──────── Data section

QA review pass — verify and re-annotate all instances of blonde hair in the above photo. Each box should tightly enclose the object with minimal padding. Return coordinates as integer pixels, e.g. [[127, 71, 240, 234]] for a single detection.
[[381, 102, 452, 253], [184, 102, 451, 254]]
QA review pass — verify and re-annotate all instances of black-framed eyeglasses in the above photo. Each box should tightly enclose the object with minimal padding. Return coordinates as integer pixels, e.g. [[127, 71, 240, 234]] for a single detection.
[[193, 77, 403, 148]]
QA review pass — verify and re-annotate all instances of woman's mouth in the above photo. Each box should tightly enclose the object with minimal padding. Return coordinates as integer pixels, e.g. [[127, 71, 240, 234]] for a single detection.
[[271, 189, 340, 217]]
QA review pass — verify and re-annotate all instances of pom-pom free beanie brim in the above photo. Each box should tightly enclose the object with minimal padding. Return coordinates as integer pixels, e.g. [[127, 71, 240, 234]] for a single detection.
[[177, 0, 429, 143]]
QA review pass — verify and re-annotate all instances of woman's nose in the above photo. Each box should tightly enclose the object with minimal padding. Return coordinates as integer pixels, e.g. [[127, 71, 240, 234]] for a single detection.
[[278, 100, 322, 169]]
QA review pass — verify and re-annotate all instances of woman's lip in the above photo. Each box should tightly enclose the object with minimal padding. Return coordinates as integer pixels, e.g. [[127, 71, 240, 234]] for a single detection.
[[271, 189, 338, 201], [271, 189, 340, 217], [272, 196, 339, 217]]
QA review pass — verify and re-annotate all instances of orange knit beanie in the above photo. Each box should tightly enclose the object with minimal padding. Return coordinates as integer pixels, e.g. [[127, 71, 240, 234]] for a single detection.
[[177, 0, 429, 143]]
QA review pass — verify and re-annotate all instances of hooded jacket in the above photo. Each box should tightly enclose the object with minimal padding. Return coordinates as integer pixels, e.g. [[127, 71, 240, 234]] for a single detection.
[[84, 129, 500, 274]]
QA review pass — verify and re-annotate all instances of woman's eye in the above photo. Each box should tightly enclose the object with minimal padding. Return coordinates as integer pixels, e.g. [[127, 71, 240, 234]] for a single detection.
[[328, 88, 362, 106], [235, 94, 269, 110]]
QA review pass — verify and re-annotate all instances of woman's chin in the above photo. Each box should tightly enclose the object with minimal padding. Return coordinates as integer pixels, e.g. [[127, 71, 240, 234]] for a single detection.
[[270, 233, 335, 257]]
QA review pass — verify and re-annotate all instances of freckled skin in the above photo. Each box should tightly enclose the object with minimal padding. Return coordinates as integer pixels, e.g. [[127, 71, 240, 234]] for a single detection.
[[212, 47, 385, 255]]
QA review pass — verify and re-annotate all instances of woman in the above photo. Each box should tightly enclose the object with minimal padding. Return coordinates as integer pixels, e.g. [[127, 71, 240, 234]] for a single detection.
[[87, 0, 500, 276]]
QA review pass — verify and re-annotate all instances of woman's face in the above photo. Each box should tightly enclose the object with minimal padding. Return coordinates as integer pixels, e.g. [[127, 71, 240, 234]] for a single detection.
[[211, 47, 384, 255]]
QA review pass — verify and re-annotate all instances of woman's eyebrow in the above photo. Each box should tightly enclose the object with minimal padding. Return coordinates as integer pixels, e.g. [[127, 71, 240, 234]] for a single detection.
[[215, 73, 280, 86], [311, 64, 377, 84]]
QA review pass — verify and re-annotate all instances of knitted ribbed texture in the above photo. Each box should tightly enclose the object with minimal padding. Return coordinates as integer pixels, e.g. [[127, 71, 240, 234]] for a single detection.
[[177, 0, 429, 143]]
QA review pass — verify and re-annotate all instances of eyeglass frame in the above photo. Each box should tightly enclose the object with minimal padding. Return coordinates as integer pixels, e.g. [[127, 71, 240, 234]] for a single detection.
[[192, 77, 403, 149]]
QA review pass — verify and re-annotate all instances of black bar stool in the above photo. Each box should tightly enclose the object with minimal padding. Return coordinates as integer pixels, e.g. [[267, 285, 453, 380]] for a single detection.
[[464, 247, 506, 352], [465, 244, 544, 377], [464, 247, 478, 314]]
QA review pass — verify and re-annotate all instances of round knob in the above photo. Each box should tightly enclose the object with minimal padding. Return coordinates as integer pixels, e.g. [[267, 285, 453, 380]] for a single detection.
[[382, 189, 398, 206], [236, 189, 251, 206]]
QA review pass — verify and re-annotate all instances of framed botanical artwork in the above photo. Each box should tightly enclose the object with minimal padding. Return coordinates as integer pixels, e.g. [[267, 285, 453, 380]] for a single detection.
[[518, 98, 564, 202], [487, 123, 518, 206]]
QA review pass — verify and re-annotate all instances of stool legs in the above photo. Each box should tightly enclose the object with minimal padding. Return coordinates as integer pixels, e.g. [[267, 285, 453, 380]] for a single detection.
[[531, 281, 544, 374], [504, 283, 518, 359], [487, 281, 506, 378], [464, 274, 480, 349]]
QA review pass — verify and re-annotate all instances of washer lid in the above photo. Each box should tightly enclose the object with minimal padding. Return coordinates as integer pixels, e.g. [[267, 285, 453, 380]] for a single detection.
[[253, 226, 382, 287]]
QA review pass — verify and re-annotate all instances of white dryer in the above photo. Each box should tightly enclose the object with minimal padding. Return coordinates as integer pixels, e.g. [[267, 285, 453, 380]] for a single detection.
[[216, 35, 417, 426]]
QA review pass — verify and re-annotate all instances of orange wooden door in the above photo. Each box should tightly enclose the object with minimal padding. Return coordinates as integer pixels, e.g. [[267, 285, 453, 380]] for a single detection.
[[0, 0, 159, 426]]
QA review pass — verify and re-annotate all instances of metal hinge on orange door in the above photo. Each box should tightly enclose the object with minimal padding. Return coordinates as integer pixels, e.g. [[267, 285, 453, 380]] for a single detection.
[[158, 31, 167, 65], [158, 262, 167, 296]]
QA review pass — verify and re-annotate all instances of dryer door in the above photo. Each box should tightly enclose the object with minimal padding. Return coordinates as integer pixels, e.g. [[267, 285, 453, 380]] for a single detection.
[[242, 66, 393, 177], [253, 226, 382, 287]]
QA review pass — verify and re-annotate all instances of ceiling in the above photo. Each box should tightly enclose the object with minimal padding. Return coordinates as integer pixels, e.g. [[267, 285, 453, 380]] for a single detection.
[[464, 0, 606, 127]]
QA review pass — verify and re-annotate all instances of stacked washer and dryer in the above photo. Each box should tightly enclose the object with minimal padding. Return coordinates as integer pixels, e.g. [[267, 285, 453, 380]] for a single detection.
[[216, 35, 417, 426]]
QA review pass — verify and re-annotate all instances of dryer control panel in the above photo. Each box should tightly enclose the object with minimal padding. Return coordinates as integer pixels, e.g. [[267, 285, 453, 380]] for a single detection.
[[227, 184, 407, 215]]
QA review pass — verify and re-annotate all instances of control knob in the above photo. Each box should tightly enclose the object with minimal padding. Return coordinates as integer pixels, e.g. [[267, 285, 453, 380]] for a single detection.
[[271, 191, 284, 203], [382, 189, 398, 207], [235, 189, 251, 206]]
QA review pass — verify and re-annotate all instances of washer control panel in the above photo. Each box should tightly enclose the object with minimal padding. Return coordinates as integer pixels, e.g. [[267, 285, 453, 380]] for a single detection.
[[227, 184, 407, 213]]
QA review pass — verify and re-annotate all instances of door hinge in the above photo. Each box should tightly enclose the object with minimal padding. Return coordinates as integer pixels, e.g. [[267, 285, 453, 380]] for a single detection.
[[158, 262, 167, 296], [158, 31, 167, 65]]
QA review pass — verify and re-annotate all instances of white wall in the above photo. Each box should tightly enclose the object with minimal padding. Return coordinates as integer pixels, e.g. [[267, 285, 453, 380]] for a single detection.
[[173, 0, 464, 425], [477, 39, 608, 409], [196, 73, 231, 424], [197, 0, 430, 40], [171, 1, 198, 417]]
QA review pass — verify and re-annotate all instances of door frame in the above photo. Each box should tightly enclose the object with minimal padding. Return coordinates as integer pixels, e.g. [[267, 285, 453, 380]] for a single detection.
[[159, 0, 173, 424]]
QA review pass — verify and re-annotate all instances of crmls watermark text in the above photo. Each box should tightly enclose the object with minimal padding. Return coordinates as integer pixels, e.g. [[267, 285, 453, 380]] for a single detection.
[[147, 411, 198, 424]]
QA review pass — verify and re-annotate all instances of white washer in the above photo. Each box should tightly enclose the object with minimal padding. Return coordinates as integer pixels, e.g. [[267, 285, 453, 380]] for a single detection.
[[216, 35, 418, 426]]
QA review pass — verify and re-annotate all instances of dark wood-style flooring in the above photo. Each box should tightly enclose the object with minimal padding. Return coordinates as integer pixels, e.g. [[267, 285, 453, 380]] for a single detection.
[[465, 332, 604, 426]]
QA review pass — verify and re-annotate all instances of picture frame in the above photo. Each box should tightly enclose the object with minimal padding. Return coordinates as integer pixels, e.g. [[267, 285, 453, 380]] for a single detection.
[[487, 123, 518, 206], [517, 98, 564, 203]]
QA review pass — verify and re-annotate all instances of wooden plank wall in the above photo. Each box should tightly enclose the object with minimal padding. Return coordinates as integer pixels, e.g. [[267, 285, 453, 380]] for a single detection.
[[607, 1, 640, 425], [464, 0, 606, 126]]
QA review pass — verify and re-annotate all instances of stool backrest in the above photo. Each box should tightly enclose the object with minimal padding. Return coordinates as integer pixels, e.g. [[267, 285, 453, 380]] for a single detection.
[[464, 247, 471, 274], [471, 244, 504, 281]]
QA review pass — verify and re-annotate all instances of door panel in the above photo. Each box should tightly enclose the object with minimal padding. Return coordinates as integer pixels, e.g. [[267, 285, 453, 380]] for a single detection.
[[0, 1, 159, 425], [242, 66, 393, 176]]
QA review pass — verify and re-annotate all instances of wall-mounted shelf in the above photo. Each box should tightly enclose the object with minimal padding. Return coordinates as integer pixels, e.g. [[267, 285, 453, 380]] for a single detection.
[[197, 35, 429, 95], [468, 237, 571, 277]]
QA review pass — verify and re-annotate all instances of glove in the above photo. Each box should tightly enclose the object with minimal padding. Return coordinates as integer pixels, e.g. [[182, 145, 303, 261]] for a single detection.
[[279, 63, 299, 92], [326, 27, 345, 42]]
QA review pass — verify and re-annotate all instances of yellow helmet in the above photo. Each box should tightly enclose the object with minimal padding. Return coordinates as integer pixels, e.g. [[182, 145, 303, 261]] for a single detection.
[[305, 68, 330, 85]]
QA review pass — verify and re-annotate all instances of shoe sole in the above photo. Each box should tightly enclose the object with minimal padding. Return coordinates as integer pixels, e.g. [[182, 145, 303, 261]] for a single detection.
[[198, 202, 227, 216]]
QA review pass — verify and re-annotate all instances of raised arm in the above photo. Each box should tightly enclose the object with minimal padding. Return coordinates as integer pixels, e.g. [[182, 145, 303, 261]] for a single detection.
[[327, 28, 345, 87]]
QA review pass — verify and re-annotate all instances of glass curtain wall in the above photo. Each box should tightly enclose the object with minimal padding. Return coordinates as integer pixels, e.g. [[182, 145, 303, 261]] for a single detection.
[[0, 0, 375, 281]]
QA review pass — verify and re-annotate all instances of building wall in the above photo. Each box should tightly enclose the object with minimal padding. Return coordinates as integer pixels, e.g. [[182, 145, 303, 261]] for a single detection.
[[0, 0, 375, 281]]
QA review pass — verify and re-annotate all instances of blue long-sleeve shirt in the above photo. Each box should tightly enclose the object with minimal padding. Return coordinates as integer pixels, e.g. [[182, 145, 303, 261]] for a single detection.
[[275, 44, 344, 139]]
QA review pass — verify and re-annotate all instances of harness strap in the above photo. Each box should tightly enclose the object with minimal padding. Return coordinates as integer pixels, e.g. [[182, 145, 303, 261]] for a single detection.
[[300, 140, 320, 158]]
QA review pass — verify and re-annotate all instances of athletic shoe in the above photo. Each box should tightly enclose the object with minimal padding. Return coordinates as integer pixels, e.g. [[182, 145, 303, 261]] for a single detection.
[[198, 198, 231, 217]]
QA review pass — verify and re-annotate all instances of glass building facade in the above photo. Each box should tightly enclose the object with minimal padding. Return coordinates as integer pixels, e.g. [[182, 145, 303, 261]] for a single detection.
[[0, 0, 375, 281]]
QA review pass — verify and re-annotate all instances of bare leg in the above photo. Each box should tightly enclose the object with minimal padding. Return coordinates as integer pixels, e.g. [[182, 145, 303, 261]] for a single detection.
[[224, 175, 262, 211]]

────────────────

Exercise requirements: Copy the stretch of items above, from the first one through the line containing "[[271, 189, 340, 217]]", with "eyeglasses" renamed to "spectacles" and nothing else changed. Give only those lines.

Response for this exercise:
QA review pass — verify and re-annotate all instances of blonde hair in the above photo. Each box should tightly enclose the object with minimal padding. Return coordinates as integer pixels, e.g. [[127, 71, 240, 234]] for a single detection.
[[381, 102, 452, 253], [184, 102, 451, 254]]
QA review pass — verify and re-annotate all instances of black-framed spectacles in the above photo. Each box should tightly enclose the object with minimal padding. Return coordinates as integer pixels, e.g. [[127, 71, 240, 234]] for a single detection.
[[193, 77, 403, 148]]
QA review pass — verify and re-annotate all instances of woman's mouth in the above photo. Each box should tightly enclose the object with minimal padding. Return coordinates as integer pixels, e.g. [[127, 71, 240, 234]] for a single detection.
[[271, 189, 340, 217]]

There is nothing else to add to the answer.